TO DO
Restate each entry below word for word, without skipping any.

EXERCISE INPUTS
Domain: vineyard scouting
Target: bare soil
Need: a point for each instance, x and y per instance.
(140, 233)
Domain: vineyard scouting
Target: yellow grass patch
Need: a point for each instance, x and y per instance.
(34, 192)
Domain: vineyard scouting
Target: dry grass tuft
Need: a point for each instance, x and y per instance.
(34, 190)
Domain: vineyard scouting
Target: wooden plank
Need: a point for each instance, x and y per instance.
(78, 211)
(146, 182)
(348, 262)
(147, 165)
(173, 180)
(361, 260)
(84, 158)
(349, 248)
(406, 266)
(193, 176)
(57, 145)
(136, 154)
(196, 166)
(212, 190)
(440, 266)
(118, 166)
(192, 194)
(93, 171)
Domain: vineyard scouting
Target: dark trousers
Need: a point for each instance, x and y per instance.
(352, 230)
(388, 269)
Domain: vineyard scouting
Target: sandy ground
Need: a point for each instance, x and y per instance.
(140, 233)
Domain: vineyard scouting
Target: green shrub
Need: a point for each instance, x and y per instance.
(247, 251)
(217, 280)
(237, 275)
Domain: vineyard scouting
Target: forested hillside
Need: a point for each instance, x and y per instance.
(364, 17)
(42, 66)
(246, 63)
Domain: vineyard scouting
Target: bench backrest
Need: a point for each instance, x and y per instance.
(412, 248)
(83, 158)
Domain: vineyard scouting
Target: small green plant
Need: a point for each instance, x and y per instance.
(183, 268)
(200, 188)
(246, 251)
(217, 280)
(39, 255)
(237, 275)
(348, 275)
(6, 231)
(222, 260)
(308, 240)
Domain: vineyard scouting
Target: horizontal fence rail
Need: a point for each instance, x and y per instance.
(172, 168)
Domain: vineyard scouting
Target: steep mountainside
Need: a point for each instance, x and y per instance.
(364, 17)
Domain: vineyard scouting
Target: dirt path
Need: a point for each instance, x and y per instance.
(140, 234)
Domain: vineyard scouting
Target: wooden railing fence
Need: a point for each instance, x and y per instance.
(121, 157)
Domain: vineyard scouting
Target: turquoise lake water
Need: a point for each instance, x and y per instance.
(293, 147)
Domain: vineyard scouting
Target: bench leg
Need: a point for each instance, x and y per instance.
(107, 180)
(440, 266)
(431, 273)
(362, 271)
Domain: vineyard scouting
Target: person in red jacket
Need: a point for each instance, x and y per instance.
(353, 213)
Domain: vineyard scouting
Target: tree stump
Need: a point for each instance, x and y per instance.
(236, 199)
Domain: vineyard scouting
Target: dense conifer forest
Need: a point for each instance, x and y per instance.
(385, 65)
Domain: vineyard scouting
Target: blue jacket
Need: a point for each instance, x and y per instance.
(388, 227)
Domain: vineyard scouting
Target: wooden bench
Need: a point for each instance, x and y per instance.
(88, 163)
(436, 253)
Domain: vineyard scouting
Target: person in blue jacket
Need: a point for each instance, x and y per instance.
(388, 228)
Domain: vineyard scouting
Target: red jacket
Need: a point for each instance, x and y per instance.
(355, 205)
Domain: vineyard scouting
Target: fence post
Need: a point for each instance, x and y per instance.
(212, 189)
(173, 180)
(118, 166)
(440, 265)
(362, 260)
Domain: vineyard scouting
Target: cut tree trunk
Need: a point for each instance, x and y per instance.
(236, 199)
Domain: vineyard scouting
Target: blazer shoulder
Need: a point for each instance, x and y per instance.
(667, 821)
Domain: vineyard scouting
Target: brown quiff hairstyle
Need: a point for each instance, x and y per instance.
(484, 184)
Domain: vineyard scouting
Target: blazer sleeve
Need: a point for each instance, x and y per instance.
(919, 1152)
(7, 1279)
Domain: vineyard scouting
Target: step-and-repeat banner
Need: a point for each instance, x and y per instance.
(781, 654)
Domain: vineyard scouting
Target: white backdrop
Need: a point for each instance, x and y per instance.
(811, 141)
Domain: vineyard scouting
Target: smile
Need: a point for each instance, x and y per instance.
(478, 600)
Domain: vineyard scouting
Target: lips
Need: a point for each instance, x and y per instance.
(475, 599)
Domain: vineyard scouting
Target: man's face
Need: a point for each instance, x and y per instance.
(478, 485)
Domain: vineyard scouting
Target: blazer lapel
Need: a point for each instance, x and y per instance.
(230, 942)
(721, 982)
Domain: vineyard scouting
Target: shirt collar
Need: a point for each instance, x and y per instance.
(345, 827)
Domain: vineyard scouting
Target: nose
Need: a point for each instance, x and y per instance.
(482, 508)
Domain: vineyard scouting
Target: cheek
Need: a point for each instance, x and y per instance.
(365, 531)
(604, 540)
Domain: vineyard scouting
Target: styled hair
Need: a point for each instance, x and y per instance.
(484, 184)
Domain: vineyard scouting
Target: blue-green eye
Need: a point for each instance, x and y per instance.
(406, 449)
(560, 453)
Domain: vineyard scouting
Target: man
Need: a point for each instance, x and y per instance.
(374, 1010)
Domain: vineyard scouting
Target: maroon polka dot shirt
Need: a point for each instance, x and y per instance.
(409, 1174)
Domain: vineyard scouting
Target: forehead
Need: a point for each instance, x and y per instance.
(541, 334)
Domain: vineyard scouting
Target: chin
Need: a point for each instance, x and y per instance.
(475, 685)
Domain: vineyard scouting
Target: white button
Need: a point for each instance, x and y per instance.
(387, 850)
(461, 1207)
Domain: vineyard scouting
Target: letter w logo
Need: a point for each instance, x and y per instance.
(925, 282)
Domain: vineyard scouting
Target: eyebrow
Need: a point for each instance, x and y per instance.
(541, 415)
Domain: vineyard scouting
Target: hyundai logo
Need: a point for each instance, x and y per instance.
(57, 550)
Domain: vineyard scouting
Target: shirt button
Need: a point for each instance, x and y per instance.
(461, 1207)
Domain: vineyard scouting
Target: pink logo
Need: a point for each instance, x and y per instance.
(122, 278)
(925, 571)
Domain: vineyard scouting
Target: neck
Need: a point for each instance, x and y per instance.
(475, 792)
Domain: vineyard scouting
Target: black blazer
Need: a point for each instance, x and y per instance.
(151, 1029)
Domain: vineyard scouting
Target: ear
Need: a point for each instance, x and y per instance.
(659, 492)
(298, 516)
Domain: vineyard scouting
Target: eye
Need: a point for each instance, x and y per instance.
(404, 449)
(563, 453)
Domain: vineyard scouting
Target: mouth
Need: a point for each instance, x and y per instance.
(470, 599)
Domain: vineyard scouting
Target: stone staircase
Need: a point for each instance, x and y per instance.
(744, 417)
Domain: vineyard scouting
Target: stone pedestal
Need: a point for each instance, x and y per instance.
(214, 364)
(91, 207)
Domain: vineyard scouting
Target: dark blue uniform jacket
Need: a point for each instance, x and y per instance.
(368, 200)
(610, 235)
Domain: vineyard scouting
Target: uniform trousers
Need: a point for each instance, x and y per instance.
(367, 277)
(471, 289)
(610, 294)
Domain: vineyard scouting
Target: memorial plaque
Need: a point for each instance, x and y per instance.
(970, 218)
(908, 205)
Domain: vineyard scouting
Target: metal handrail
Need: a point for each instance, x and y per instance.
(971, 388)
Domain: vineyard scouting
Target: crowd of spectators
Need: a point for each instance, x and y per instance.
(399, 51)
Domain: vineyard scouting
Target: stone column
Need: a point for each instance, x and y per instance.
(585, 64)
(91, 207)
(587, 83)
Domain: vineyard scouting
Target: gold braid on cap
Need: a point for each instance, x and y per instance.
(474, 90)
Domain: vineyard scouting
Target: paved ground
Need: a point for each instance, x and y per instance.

OUTPUT OF THE TASK
Domain: vineyard scouting
Target: bare soil
Need: a point for each instance, x and y per instance.
(140, 233)
Domain: vineyard scouting
Target: yellow grass patch
Need: a point for each instance, x and y per instance.
(34, 192)
Domain: vineyard scouting
Target: dry grass tuft
Need: a point for each instance, x and y per instance.
(34, 190)
Domain: vineyard scouting
Target: wooden plank
Need: a point for each instance, x and y per instance.
(78, 211)
(146, 182)
(348, 262)
(147, 165)
(173, 180)
(361, 260)
(84, 158)
(349, 248)
(406, 266)
(193, 176)
(57, 145)
(136, 154)
(196, 166)
(212, 190)
(440, 266)
(118, 166)
(192, 194)
(93, 171)
Domain: vineyard scouting
Target: dark trousers
Need: a point for each instance, x and y per instance.
(352, 230)
(388, 269)
Domain: vineyard scouting
Target: sandy ground
Need: a point for each instance, x and y per instance.
(140, 233)
Domain: vineyard scouting
Target: green shrub
Need: a point for each instance, x and y per instance.
(247, 251)
(217, 280)
(237, 275)
Domain: vineyard scouting
Target: forested hillside
Need: a point for each instance, x and y per instance.
(364, 17)
(42, 66)
(246, 63)
Domain: vineyard scouting
Target: bench backrest
Need: a point for each instance, x and y per instance.
(412, 248)
(83, 158)
Domain: vineyard scouting
Target: small green plant
Need: a point for each instance, x and y per instance.
(183, 268)
(200, 188)
(246, 251)
(217, 280)
(39, 255)
(237, 275)
(348, 275)
(6, 231)
(222, 260)
(308, 240)
Domain: vineyard scouting
Target: horizontal fence rail
Need: a point for each instance, x and y per instance.
(172, 168)
Domain: vineyard scouting
Target: steep mountainside
Need: a point for each instance, x and y per instance.
(364, 17)
Domain: vineyard scouting
Target: dirt path
Need: a point for each instance, x and y per instance.
(140, 234)
Domain: vineyard scouting
Target: wooden railing fence
Need: a point for each instance, x and y per instance.
(121, 157)
Domain: vineyard scouting
Target: turquoise lake water
Need: a point for each instance, x and y per instance.
(293, 147)
Domain: vineyard scouting
Target: bench leg
Need: a point for each instance, x and y per instance.
(107, 180)
(440, 266)
(431, 273)
(362, 271)
Domain: vineyard scouting
Target: person in red jacket
Need: a point for each instance, x and y per instance.
(353, 213)
Domain: vineyard scouting
Target: tree stump
Need: a point for each instance, x and y per instance.
(236, 199)
Domain: vineyard scouting
Target: dense conifer forest
Need: a point for each instance, x and y per instance.
(385, 65)
Domain: vineyard scouting
Target: blue jacket
Need: a point for each instance, x and y per instance.
(388, 227)
Domain: vineyard scouting
Target: wooden bench
Need: a point for each instance, x and y per instance.
(88, 163)
(436, 253)
Domain: vineyard scouting
Target: person in blue jacket
Need: a point for each instance, x and y per instance.
(388, 228)
Domain: vineyard scouting
Target: red jacket
Need: a point for each instance, x and y per instance.
(355, 205)
Domain: vineyard scouting
Target: fence post
Need: a point for each instance, x and y per instance.
(212, 189)
(173, 180)
(118, 166)
(440, 265)
(362, 260)
Domain: vineyard scouting
Target: cut tree trunk
Need: a point for each instance, x and y per instance.
(236, 199)
Domain: vineyard scouting
Target: blazer shoulder
Need: a point for each instance, x and y per instance.
(667, 821)
Domain: vineyard scouting
Target: brown quiff hairstyle
Need: a point for each instance, x and y per instance.
(484, 184)
Domain: vineyard scouting
Target: blazer sleeve
Need: a point for each instance, x and y per instance.
(919, 1152)
(7, 1279)
Domain: vineyard scouting
Target: step-and-repeat banner
Need: a point for each instance, x and y per instance.
(781, 654)
Domain: vineyard scouting
Target: white backdrop
Need: a point for each instance, x and y per instance.
(811, 141)
Domain: vineyard scouting
Target: smile
Need: a point for each instance, x and y per instance.
(478, 600)
Domain: vineyard scouting
Target: lips
Need: a point for each instance, x and y per instance.
(475, 599)
Domain: vineyard scouting
Target: man's face
Need: a point for each instance, x and y per instance.
(478, 485)
Domain: vineyard scouting
Target: blazer lapel
Need: a point for each instance, x and y per instance.
(230, 942)
(721, 982)
Domain: vineyard scouting
Target: shirt collar
Need: a point for each instance, x and y per instance.
(345, 827)
Domain: vineyard scouting
Target: nose
Need: a point for each instance, x and y per instance.
(482, 508)
Domain: vineyard scouting
Target: cheek
Need: a point for each instance, x and y per instance.
(365, 531)
(604, 540)
Domain: vineyard scouting
Target: styled hair
Need: a point for each instance, x and y per instance.
(484, 184)
Domain: vineyard scouting
Target: blue-green eye
Need: a point for each instance, x and y per instance.
(406, 449)
(560, 453)
Domain: vineyard scouting
Target: man
Need: a point for each instance, x and y per instance.
(374, 1010)
Domain: vineyard scouting
Target: maroon polka dot shirt
Need: a point for each instance, x and y per instance.
(409, 1174)
Domain: vineyard scouting
Target: forehead
Need: a point for each instance, x and y per instance.
(541, 334)
Domain: vineyard scouting
Target: chin
Need: a point for each instance, x and y per instance.
(475, 685)
Domain: vineyard scouting
Target: white button
Need: a point for each instance, x and y per instance.
(387, 850)
(461, 1207)
Domain: vineyard scouting
Target: letter w logo
Need: a point for each instance, x and y per instance.
(925, 282)
Domain: vineyard scouting
Target: eyebrow
Need: a point for each instance, x and y per instance.
(541, 415)
Domain: vineyard scouting
Target: hyundai logo
Need: a point for each instance, x and y per instance.
(57, 550)
Domain: vineyard scouting
Target: shirt button
Need: a point for each instance, x and y per instance.
(461, 1207)
Domain: vineyard scouting
Target: pink logo
Need: a point for each instance, x and y per instance.
(122, 278)
(925, 571)
Domain: vineyard scouting
Target: neck
Need: a point for each instance, x and y per instance.
(475, 792)
Domain: vineyard scouting
Target: black blazer
Need: a point for each instance, x and y per instance.
(151, 1029)
Domain: vineyard scouting
Target: ear
Need: a point for each instance, x and y per instance.
(659, 492)
(298, 516)
Domain: vineyard scouting
Target: eye
Need: a point for each instance, x and y per instance.
(404, 449)
(563, 453)
Domain: vineyard scouting
Target: mouth
Need: a point for each instance, x and y per instance.
(470, 599)
Domain: vineyard scouting
Target: stone staircase
Need: a point for each instance, x and y per instance.
(744, 417)
Domain: vineyard scouting
Target: stone pedestal
Need: a point for each instance, x and y per instance.
(214, 364)
(91, 207)
Domain: vineyard scouting
Target: dark blue uniform jacket
Need: a point for each instance, x and y per instance.
(368, 200)
(610, 235)
Domain: vineyard scouting
Target: uniform trousers
Need: a point for each instance, x and y per instance.
(367, 277)
(471, 289)
(610, 294)
Domain: vineyard scouting
Target: memorial plaque
Need: a point for each instance, x and y per instance.
(970, 218)
(908, 205)
Domain: vineyard scouting
Target: metal handrail
Need: a point for each instance, x and y per instance.
(971, 388)
Domain: vineyard scouting
Target: crowd of spectators
Need: a point for each instance, x and y per instance.
(399, 51)
Domain: vineyard scouting
Target: stone column
Need: a point for each instance, x and y per instance.
(585, 64)
(91, 207)
(587, 83)
Domain: vineyard scouting
Target: gold braid on cap
Need: a point for each instance, x and y per instance.
(474, 90)
Domain: vineyard scouting
Target: paved ground
Need: a point for each instance, x and y per instance.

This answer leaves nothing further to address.